== Record list ==

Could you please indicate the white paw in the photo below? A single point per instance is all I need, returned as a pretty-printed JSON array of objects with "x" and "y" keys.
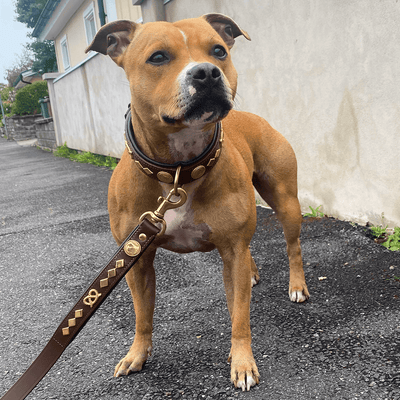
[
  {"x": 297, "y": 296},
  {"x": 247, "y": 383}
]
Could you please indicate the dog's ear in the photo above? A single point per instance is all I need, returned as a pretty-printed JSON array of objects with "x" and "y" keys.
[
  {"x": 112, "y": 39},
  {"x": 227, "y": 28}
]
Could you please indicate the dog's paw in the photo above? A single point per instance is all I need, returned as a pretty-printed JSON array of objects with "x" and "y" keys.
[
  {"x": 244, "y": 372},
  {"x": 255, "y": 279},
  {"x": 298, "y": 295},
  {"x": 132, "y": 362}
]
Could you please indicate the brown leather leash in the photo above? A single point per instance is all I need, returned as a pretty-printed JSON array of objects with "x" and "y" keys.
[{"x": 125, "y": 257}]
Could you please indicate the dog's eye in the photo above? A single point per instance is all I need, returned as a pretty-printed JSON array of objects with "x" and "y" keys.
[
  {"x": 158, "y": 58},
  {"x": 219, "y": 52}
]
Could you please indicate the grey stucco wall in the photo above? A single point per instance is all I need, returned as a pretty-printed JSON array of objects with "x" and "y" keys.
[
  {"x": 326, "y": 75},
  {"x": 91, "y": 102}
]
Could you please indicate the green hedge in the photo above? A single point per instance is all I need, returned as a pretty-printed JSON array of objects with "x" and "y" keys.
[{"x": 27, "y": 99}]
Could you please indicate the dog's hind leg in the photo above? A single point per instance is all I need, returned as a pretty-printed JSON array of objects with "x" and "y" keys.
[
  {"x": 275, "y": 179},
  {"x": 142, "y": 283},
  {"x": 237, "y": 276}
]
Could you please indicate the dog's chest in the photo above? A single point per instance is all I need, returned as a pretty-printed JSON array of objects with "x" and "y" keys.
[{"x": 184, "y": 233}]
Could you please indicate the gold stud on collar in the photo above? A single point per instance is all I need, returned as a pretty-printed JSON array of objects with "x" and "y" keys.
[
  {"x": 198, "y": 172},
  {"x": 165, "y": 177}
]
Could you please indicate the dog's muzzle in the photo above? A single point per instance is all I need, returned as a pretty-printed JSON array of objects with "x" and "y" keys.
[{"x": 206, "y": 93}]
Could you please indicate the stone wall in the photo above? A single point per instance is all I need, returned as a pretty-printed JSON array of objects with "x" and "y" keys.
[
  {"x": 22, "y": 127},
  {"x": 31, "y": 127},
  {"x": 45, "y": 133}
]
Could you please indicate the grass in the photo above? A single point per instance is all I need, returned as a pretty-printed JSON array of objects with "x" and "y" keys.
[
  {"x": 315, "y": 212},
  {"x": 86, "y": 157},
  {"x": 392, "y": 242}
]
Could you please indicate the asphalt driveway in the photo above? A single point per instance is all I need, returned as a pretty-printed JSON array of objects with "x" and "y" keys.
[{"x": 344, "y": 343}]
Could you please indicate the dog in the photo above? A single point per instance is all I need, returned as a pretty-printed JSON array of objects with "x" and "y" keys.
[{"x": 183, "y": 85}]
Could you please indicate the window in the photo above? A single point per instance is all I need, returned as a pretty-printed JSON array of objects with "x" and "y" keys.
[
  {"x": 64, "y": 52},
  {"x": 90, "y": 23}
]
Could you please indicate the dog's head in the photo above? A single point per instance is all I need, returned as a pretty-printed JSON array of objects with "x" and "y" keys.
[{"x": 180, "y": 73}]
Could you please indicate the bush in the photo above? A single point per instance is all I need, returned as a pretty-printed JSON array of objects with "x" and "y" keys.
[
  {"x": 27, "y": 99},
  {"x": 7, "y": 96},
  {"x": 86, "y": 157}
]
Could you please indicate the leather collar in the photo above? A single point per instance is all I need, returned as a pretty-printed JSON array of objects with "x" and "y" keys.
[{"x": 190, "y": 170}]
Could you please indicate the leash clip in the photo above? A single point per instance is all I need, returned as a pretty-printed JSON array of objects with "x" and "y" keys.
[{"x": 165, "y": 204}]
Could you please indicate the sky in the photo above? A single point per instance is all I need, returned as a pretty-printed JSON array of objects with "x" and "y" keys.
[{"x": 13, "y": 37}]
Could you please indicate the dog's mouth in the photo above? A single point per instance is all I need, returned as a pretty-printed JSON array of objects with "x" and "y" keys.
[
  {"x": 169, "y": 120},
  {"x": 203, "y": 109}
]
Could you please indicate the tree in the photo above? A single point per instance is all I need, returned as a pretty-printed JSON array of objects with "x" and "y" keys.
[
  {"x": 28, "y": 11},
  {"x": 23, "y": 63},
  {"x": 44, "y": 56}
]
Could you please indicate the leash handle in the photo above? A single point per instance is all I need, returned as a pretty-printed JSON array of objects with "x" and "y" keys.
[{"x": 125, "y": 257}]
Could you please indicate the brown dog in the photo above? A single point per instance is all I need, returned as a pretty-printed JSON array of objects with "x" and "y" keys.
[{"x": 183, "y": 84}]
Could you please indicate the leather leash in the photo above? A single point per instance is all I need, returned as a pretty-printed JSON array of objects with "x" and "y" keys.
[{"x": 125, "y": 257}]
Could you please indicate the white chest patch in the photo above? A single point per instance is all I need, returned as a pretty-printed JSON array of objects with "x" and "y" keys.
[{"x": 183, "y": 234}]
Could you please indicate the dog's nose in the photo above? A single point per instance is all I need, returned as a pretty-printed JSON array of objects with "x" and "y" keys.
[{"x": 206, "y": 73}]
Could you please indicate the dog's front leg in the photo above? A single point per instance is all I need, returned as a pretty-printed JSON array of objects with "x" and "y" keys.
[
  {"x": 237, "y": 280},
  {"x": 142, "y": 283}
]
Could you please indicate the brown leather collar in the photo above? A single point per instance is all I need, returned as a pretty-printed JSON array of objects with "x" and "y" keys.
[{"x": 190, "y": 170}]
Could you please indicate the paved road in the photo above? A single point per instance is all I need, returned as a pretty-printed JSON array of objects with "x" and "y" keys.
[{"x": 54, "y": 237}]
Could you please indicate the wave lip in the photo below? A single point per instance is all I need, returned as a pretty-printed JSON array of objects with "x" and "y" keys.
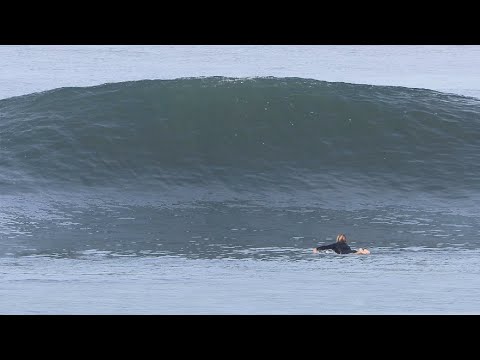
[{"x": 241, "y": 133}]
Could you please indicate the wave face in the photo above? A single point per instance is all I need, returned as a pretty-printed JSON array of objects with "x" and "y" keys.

===

### What is asked
Copy out, unchanged, the span of lines beginning with the one that includes "Could you please indicate the leather leash" and running through the final line of the material above. Leave the pictures out.

### Reply to the task
Could you please indicate the leather leash in the photo above? A single point per instance is all I need, returned as a pretty-printed JSON array of objects with "x" and "y" keys.
[{"x": 125, "y": 257}]
Could you please indicate the white chest patch in the photo above? A single point per instance is all I need, returned as a pretty-printed JSON array of objects with "x" and "y" keys.
[{"x": 183, "y": 234}]
Could you please indicate the dog's nose in the photo above? A single point per instance is all I need, returned as a pretty-printed JSON array of objects with "x" and "y" keys.
[{"x": 206, "y": 73}]
Could you please indicate the dog's front leg in the photo above? A single point per instance is all I need, returned as a pretty-printed JSON array of objects with "x" and "y" keys.
[
  {"x": 237, "y": 280},
  {"x": 142, "y": 283}
]
Could you please indicate the brown leather collar in the photo above? A single point per instance is all I need, returned as a pretty-printed JSON array of objects with "x" and "y" keys.
[{"x": 190, "y": 170}]
Could you please indicate the paved road in the photo above? A single point per instance is all I need, returned as a pretty-printed JSON array of objects with "x" and "y" keys.
[{"x": 54, "y": 237}]
Could you please indicate the wave lip in the photo below? A single point per instance is all I need, returned as a pretty-printed JSON array of objects with "x" and "y" keys.
[{"x": 241, "y": 133}]
Could you please indicate the wave face in the photo above? A single point per instance is all I need, returned as a pretty-printed JSON array of objects with "x" and "y" keys.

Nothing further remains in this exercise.